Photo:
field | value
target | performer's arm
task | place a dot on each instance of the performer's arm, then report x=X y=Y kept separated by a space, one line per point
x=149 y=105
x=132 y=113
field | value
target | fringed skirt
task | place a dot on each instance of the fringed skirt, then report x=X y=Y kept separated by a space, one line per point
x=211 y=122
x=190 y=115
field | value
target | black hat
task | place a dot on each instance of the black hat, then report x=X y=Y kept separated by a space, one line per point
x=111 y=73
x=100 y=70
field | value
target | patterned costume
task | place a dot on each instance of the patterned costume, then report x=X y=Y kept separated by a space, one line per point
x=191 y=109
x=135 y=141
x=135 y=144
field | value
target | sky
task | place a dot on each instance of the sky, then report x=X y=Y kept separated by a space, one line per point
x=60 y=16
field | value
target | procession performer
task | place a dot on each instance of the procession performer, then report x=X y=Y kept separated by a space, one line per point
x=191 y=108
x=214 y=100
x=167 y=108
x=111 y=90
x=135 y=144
○ ○ ○ ○ ○
**What you are asked to do**
Copy out every line of the material above, word for word, from the first line to the last.

**Complete response**
Photo:
field | value
target | performer's arm
task | place a dot on each instance of the performer's arm, then report x=X y=Y kept separated by a space, one line per point
x=149 y=105
x=132 y=113
field | value
target | fringed skirt
task | place a dot on each instance of the fringed skirt, then report x=X y=Y kept separated by a space, one line per point
x=211 y=122
x=190 y=115
field | value
target | black hat
task | place a dot on each instance of the black hat, then report x=X y=Y kept separated by a space, one line per point
x=111 y=73
x=100 y=70
field | value
target | patterned costume
task | place a dot on each instance of the patterned costume, then report x=X y=Y kept separated by a space, one line per point
x=191 y=109
x=135 y=141
x=135 y=144
field | value
target | sky
task | place a dot on each instance of the sky, then report x=X y=Y kept separated by a space, one line per point
x=60 y=16
field | value
target | procession performer
task | place a dot on each instance of the procession performer, then report x=X y=Y kept separated by a space, one line per point
x=191 y=108
x=214 y=100
x=167 y=108
x=111 y=90
x=135 y=144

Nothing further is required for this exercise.